Goal: Put every line of the material below into a JSON list of strings, one string per line, with blank lines skipped. Leave the pictures out.

>> START Given records

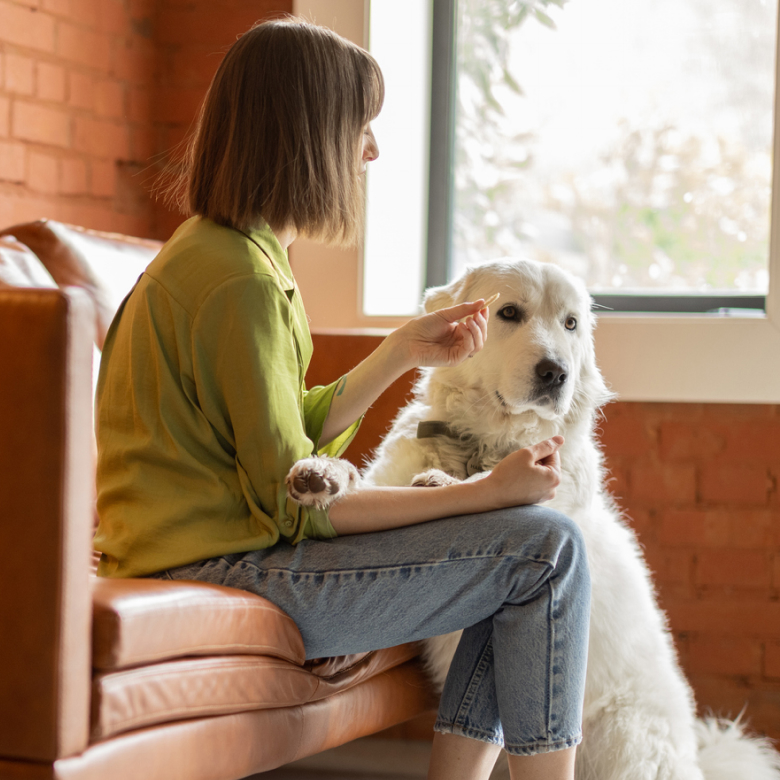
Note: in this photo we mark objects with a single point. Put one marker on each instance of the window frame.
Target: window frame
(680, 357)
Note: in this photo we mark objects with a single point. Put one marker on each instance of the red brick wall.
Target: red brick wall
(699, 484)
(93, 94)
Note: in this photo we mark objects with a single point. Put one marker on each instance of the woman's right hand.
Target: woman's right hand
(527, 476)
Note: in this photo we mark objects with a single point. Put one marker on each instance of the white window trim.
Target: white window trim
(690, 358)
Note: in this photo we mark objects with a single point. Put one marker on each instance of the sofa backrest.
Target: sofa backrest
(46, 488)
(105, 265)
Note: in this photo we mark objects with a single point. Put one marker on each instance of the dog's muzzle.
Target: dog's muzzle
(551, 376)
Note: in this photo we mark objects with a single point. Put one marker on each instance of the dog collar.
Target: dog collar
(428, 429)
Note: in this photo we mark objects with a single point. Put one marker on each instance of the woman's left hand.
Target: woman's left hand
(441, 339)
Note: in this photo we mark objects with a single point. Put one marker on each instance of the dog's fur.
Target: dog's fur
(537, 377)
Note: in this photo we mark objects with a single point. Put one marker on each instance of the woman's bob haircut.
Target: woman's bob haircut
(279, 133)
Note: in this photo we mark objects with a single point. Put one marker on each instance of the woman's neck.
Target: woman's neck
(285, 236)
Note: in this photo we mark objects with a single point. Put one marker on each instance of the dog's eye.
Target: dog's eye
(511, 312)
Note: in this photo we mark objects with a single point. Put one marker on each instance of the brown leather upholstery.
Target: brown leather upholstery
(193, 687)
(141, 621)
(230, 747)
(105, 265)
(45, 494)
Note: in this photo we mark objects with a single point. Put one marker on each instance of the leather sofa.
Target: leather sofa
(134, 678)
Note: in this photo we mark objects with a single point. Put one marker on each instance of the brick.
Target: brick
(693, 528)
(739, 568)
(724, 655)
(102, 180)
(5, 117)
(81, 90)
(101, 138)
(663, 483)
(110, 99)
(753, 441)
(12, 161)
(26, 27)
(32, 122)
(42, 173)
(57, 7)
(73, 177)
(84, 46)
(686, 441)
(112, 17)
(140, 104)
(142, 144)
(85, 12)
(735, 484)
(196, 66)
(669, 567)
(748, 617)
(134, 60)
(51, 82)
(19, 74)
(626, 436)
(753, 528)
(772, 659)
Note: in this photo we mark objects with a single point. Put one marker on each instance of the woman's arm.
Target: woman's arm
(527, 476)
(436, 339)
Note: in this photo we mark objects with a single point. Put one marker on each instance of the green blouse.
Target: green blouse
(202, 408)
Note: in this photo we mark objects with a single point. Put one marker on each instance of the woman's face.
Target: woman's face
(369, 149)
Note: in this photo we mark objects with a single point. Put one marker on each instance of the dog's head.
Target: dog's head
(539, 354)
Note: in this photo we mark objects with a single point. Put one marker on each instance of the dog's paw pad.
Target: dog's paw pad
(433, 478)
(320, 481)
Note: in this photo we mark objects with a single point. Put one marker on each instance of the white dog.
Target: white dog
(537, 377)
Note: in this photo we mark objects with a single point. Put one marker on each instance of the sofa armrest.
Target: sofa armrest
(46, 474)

>> END Given records

Reply to the exercise:
[
  "Note: in this photo we mark objects with a single point. Put one marker on each instance of the window frame.",
  "Target: window frame",
  "(680, 357)",
  "Note: in this photo we mark objects with a single point. Put one marker on each instance of the red brick wall.",
  "Target: red brick wall",
  "(699, 484)",
  "(93, 94)",
  "Note: in this photo we mark objects with a single point. Put one marker on each instance of the woman's right hand.",
  "Target: woman's right hand",
  "(527, 476)",
  "Note: in this photo we mark objects with a single point. Put one marker on each instance of the white window trim.",
  "Target: white window trim",
  "(690, 358)",
  "Note: in this photo we mark objects with a single point. Put one marker on each instance of the sofa backrest.",
  "Target: sofa backrest",
  "(46, 488)",
  "(105, 265)",
  "Note: in this photo we mark objects with a single point. Put one marker on each instance of the dog's muzzle.",
  "Target: dog's muzzle",
  "(551, 376)",
  "Note: in this photo we mark objects with a single point. Put one marker on each instance of the dog collar.",
  "Target: dog collar",
  "(428, 429)",
  "Note: in this photo we mark objects with a single point. Put one marker on each instance of the woman's left hand.",
  "Target: woman's left hand",
  "(441, 339)",
  "Note: in this photo we mark objects with a single point. Put one marker on each instance of the dog's fur.",
  "Target: dog's fur",
  "(537, 377)",
  "Note: in this photo we mark objects with a single point. Put one marker on each instance of the woman's bob haircut.",
  "Target: woman's bob haircut",
  "(279, 133)",
  "Note: in this photo we mark objects with a single point. Put one marker on each instance of the woman's neck.",
  "Target: woman's neck",
  "(285, 236)",
  "Note: in this photo we mark objects with a single point. Put one marker on each instance of the dog's eye.",
  "Target: dog's eye",
  "(511, 312)",
  "Note: in this photo we mark objects with a single point. Put one marker on each instance of the brown leather upholstery.",
  "Target: brown leather upholstery",
  "(193, 687)",
  "(141, 621)",
  "(230, 747)",
  "(105, 265)",
  "(45, 494)",
  "Note: in this photo we mark objects with a single point. Put one marker on each instance of the leather sofa.",
  "Target: leather sofa",
  "(134, 678)",
  "Note: in this photo we mark objects with a single point. Put one marker on each instance of the brick.",
  "Target: brick",
  "(693, 528)",
  "(739, 568)",
  "(724, 655)",
  "(102, 180)",
  "(5, 117)",
  "(81, 90)",
  "(101, 138)",
  "(663, 483)",
  "(110, 99)",
  "(753, 441)",
  "(12, 161)",
  "(26, 27)",
  "(32, 122)",
  "(42, 173)",
  "(57, 7)",
  "(73, 177)",
  "(84, 46)",
  "(686, 441)",
  "(112, 17)",
  "(140, 104)",
  "(142, 144)",
  "(85, 12)",
  "(735, 484)",
  "(196, 66)",
  "(669, 567)",
  "(748, 617)",
  "(134, 60)",
  "(51, 82)",
  "(19, 74)",
  "(626, 436)",
  "(753, 528)",
  "(772, 659)",
  "Note: in this photo we mark objects with a single point. Put one marker on each instance of the woman's arm.",
  "Target: woman's arm",
  "(527, 476)",
  "(436, 339)",
  "Note: in this photo we mark objects with a single point. Put one marker on each instance of the green blouse.",
  "Target: green blouse",
  "(202, 408)",
  "Note: in this photo we mark objects with a single point. Put one marker on each instance of the woman's face.",
  "Target: woman's face",
  "(369, 149)",
  "Note: in this photo we mark objects with a single point. Put one marker on each instance of the dog's head.",
  "Target: dog's head",
  "(539, 354)",
  "Note: in this photo we mark objects with a single point. Put one marker on each instance of the dog's paw pad.",
  "Target: dog's paw pad",
  "(433, 478)",
  "(320, 481)",
  "Note: in this photo we mark objects with a single point. Put one marker on each instance of the white dog.",
  "Target: white dog",
  "(537, 377)",
  "Note: in this photo we mark objects with a single point. Put one marker on each instance of the sofa armrest.",
  "Target: sofa armrest",
  "(46, 474)"
]